Data Science in a nutshell

I intend to keep this blog post as a glossary for some of the most important concepts in data science. All of these concepts are immense topics on their own. I won’t be diving deep into each one, but what I will try to do is to just give a basic summary of what it is. All explanations are my own with some inspiration from wikipedia and An Introduction to Statistical Learning by Gareth JamesDaniela WittenTrevor Hastie and Robert Tibshirani – one of the best data science books of all time!

What is Data Science, Machine Learning, AI, Deep learning?

All these terms seems to imply the same and it is quite easy to mix up the meanings, but they are all different from each other.

Data Science is a field in which knowledge is extracted using data, statistics, mathematics and advanced analysis techniques. The fundamental differences between a data scientist and a data analyst is the way the analysis is done and what it is used for. A data scientist uses statistical analysis in order to prove a hypothesis or predict future trends. A data analyst would slice and dice data to look for KPI, trends without using any machine learning techniques.

Machine Learning is the process of developing algorithms to predict future data trends or find patterns in the data.

Artificial Intelligence is widely used to denote the way machines work on their own. In simplest terms, once we train an algorithm to learn about something and test it to see if it’s learnt enough we then use the algorithm to predict something we as humans cannot do. This is AI.

Deep Learning is a specific type of machine learning where the algorithm learns through complex network patterns and many layers, sometimes as complicated as human thoughts. (Yes, we humans are the most complex machines on earth!)

Can machine learning steal our jobs?

There is a huge claim that machine learning will replace humans soon and we may all become obsolete – or worse we might be terminated by robots. This is not the case (again, in my opinion) but I do love a good science fiction story! When computers were invented, we were worried they will replace humans soon but we learnt to work with them. I think we as humans can adapt with the change in order to survive.

Here are some key definitions of machine learning

Supervised Learning 

This is a type of problem where we are given a data set to learn from and try to predict something (or some variable) from it. For example, we might learn about millions of patient’s blood test results data and predict if a new patient is likely to have a disease. There are 2 types of supervised learning methods

  1. Regression: Here we try to predict a continuous variable (most likely a number) from a data set. An example is where we learn about the different characteristics of a house such as the house type, the location, whether it has a swimming pool, the number of rooms, etc. Once we learn all this we try to predict the house price which is a numerical variable.
  2. Classification: This is used to predict a class variable. In the same house example, say we want to predict the house would sell in the next 3 months or not. The variable we want to predict is a Yes / No answer. This is a classification problem. However in many cases a classification problem may have more than 2 answers. For example we may want to know if a house would sell in the next 6 months, 1 year or 2 years. This is known as a multi-class problem.

═══

*Task directions:*
Condense the data science glossary above into two sentences.

═══

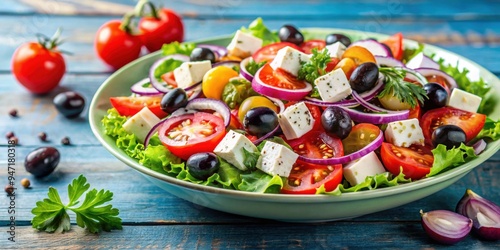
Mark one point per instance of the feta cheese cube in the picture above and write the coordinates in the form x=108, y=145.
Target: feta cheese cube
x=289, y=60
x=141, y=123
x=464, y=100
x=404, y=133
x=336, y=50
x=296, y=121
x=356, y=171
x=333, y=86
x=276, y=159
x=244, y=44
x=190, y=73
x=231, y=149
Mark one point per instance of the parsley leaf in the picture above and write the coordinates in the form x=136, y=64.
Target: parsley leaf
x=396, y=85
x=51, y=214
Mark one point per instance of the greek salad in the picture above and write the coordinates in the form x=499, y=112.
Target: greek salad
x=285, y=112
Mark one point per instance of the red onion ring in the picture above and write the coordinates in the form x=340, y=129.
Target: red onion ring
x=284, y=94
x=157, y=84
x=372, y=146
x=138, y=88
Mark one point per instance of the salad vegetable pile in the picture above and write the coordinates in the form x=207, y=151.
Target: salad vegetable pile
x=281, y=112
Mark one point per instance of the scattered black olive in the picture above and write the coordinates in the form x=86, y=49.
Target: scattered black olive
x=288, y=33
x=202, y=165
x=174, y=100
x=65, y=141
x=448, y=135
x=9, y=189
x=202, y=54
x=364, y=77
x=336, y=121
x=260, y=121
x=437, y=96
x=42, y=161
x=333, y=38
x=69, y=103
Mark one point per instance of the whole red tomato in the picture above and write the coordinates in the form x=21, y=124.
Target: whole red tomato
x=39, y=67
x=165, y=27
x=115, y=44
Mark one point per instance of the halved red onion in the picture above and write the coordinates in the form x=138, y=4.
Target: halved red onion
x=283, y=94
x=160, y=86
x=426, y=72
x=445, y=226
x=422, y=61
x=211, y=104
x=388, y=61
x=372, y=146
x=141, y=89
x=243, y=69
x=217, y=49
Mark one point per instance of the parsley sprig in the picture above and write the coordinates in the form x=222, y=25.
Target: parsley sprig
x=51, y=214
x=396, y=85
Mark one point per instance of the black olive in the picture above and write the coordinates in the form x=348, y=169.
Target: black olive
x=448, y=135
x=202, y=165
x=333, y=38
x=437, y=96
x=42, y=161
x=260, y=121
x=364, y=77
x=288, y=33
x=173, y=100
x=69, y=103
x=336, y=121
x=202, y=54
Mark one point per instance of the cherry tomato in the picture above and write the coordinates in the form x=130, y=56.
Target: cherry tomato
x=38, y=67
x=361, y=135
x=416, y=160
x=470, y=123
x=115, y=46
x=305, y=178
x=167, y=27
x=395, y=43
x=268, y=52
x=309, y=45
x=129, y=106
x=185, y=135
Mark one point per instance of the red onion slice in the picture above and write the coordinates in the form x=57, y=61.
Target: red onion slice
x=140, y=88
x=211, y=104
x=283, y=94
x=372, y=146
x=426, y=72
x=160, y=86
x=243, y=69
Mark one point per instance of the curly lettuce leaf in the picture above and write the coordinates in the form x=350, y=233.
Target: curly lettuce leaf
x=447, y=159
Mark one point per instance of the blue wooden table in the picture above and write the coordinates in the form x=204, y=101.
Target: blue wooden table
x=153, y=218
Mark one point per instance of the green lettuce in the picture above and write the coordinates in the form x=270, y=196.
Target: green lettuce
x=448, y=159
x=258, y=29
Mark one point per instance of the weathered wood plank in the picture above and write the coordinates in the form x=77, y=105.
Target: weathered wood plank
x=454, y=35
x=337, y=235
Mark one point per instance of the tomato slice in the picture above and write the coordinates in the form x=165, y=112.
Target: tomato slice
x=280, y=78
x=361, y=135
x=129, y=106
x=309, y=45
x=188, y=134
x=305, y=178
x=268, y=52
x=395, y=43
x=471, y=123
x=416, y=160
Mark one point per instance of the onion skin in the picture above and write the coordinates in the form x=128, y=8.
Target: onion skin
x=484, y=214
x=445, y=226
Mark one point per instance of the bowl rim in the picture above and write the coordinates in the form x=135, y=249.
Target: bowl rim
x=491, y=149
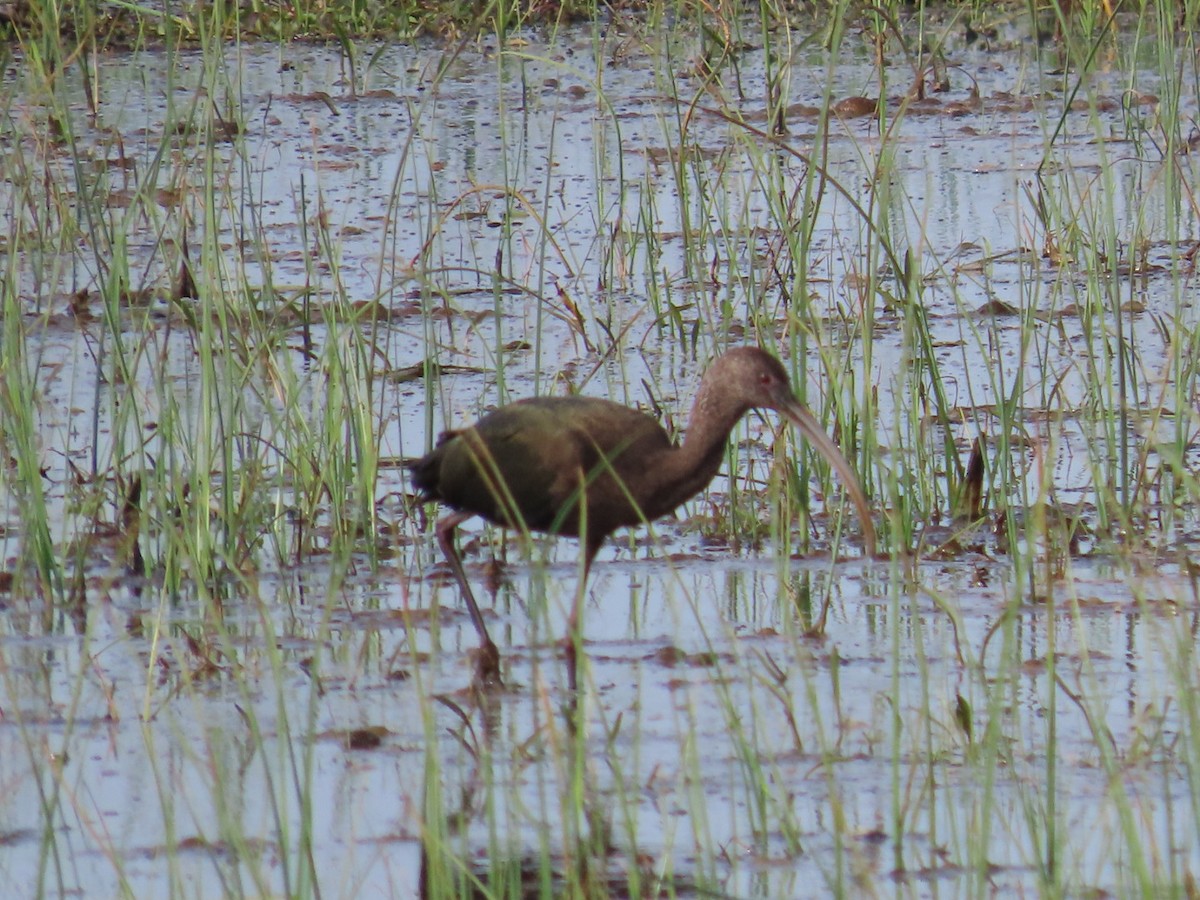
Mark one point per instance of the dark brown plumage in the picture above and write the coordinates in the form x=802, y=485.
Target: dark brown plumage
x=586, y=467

═══

*Solution:*
The glossary separates data science, which extracts knowledge using data, statistics, mathematics and advanced analysis techniques, from machine learning (developing algorithms to predict future trends or find patterns), artificial intelligence (using a trained and tested algorithm to predict something humans cannot) and deep learning (machine learning through complex network patterns and many layers). It then defines supervised learning as learning from a data set to predict a variable, with regression predicting a continuous variable such as a house price and classification predicting a class variable that may have two or more answers.